Start of Data extract
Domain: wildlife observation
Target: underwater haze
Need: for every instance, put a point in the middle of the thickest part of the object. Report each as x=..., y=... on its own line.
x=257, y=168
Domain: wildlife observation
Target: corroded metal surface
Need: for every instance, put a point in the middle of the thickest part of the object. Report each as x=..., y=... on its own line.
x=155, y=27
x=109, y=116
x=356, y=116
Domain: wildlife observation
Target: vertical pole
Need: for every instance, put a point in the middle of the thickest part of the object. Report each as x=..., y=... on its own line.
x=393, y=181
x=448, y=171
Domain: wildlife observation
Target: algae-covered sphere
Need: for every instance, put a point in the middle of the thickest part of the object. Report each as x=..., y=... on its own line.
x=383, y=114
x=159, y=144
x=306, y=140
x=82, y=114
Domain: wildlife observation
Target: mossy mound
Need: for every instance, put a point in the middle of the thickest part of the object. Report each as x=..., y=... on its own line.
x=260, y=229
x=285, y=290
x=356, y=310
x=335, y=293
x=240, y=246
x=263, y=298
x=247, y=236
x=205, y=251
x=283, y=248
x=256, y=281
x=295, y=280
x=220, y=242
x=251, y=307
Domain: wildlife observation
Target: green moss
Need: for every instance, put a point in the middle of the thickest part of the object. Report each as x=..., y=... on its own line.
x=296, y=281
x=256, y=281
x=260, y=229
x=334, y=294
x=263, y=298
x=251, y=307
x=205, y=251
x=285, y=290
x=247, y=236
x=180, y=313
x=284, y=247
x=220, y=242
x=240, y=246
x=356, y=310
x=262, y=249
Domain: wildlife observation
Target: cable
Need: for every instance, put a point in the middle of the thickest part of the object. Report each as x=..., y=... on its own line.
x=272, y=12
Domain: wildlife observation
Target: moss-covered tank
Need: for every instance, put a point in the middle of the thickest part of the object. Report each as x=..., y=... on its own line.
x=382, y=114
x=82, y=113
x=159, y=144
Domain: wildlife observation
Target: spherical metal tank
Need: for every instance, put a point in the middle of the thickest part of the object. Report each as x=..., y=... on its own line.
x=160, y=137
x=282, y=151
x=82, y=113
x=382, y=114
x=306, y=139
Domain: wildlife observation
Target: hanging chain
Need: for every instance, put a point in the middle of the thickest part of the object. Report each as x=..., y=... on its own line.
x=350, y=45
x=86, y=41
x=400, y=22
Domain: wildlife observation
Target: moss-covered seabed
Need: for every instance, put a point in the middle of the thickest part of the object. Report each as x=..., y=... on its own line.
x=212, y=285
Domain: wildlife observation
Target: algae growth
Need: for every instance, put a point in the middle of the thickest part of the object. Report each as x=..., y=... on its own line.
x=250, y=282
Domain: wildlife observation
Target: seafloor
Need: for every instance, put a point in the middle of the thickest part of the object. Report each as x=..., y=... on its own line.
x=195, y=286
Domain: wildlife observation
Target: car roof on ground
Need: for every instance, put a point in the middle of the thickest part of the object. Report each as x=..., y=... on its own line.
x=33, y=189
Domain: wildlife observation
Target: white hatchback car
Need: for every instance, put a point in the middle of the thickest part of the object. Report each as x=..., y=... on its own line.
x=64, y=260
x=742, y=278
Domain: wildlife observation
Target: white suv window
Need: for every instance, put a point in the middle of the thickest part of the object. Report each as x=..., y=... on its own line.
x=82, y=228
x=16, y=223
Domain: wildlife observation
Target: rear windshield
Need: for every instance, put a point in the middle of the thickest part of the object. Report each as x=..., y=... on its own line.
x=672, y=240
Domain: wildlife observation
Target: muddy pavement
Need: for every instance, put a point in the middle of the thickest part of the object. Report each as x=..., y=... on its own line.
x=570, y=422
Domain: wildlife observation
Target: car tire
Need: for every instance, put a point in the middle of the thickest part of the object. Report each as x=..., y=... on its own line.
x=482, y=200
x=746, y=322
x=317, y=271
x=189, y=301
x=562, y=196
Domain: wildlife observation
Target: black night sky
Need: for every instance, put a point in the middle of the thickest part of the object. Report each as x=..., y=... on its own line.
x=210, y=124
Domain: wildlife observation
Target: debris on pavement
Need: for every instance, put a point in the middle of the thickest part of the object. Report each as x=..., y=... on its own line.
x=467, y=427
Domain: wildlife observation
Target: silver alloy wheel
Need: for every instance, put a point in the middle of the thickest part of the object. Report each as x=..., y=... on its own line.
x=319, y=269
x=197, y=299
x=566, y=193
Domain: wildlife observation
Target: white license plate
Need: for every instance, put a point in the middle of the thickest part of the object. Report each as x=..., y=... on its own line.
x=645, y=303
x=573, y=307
End of Data extract
» **What the task asks**: Copy out the data shown above in full. Match it exactly.

» **Answer to the exercise**:
Domain: wildlife observation
Target: underwater haze
Need: for every instance, put a point in the middle of the thickest part of the object. Report each as x=..., y=... on its own line.
x=257, y=168
Domain: wildlife observation
Target: corroded metal surface
Need: for every instance, put a point in the middle of the thickest part of the object. Report each as x=..., y=... on its own line.
x=155, y=27
x=109, y=116
x=356, y=116
Domain: wildlife observation
Target: vertical pole
Need: for every instance, put a point in the middle of the thickest part of the object. Report each as x=..., y=... on its own line.
x=393, y=181
x=448, y=171
Domain: wildlife observation
Target: algae-covered sphere
Need: for every instance, put a point in the middle of the thickest part of the object. Report each as x=..., y=... on its own line.
x=383, y=114
x=159, y=144
x=306, y=140
x=82, y=114
Domain: wildlife observation
Target: mossy mound
Need: for every instance, put a point in the middle of the thickest part of the object. Report each as x=..., y=... on its own line.
x=260, y=229
x=285, y=290
x=356, y=310
x=335, y=293
x=240, y=246
x=263, y=298
x=247, y=236
x=205, y=251
x=283, y=248
x=256, y=281
x=295, y=280
x=220, y=242
x=251, y=307
Domain: wildlife observation
Target: green moss
Need: for every instance, put a point in the middle of the thickest part of the object. Report each as x=..., y=... on its own line.
x=296, y=281
x=256, y=281
x=260, y=229
x=334, y=294
x=263, y=298
x=251, y=307
x=205, y=251
x=285, y=290
x=247, y=236
x=180, y=313
x=284, y=247
x=220, y=242
x=240, y=246
x=356, y=310
x=262, y=249
Domain: wildlife observation
Target: cable
Need: for every instance, put a point in the middle of the thickest part of the object. Report each as x=..., y=... on its own line.
x=272, y=12
Domain: wildlife observation
Target: moss-covered tank
Need: for every instance, put a point in the middle of the thickest part of the object. Report each as x=..., y=... on its own line.
x=382, y=114
x=82, y=113
x=159, y=144
Domain: wildlife observation
Target: spherical metal tank
Need: for every instance, put a point in the middle of the thickest part of the object. Report each as x=..., y=... on its own line.
x=160, y=137
x=282, y=151
x=82, y=113
x=382, y=114
x=306, y=139
Domain: wildlife observation
Target: hanging chain
Need: for every instance, put a point in the middle of the thickest part of the object. Report each as x=..., y=... on its own line.
x=350, y=45
x=86, y=41
x=400, y=22
Domain: wildlife observation
Target: moss-covered seabed
Need: for every instance, put a point in the middle of the thickest part of the object. Report each as x=..., y=... on its own line.
x=212, y=285
Domain: wildlife observation
Target: algae growth
Need: for every instance, put a point in the middle of the thickest part of the object. Report each as x=..., y=... on its own line.
x=250, y=282
Domain: wildlife observation
Target: seafloor
Need: for every instance, put a point in the middle of the thickest part of the object. Report each as x=..., y=... on its own line.
x=195, y=286
Domain: wildlife observation
Target: car roof on ground
Need: for every instance, put a point in the middle of the thickest part of the object. Report each as x=..., y=... on its own line.
x=33, y=189
Domain: wildlife observation
Target: white hatchback car
Need: for every instance, put a point in the middle of the thickest part of the object. Report each as x=..., y=... on its own line.
x=64, y=260
x=742, y=278
Domain: wildlife observation
Target: white suv window
Need: for every instance, put a point in the middle of the thickest part of the object. Report each as x=..., y=... on its own line.
x=82, y=228
x=16, y=223
Domain: wildlife observation
Target: rear windshield
Need: for every instance, put a point in the middle of the thickest part of the object. Report each as x=..., y=... on its own line.
x=672, y=240
Domain: wildlife observation
Target: muddy pavement
Need: for every instance, put a point in the middle of the thickest part of the object. Report each as x=..., y=... on its own line.
x=570, y=422
Domain: wildlife observation
Target: car tire
Need: for every instance, put a point in the middle of the thickest part of the object. Report each as x=..., y=... on its own line.
x=482, y=200
x=746, y=322
x=317, y=271
x=189, y=301
x=562, y=196
Domain: wildlife observation
Target: black night sky
Need: for every instance, put a point in the middle of the thickest part of the object. Report each as x=..., y=... on its own line.
x=210, y=124
Domain: wildlife observation
Target: debris on pavement
Need: for every instance, put a point in the middle of the thickest part of the object. Report each as x=..., y=... on its own line.
x=467, y=427
Domain: wildlife observation
Target: silver alloy wheel
Need: for every instance, put a point in the middle of the thickest part of the object. Report each as x=..., y=... on its own line.
x=319, y=269
x=197, y=299
x=566, y=193
Domain: wildlife observation
Target: white license plate
Need: for every instance, put a point in the middle of the thickest part of the object. Report each as x=..., y=... on its own line.
x=645, y=303
x=573, y=307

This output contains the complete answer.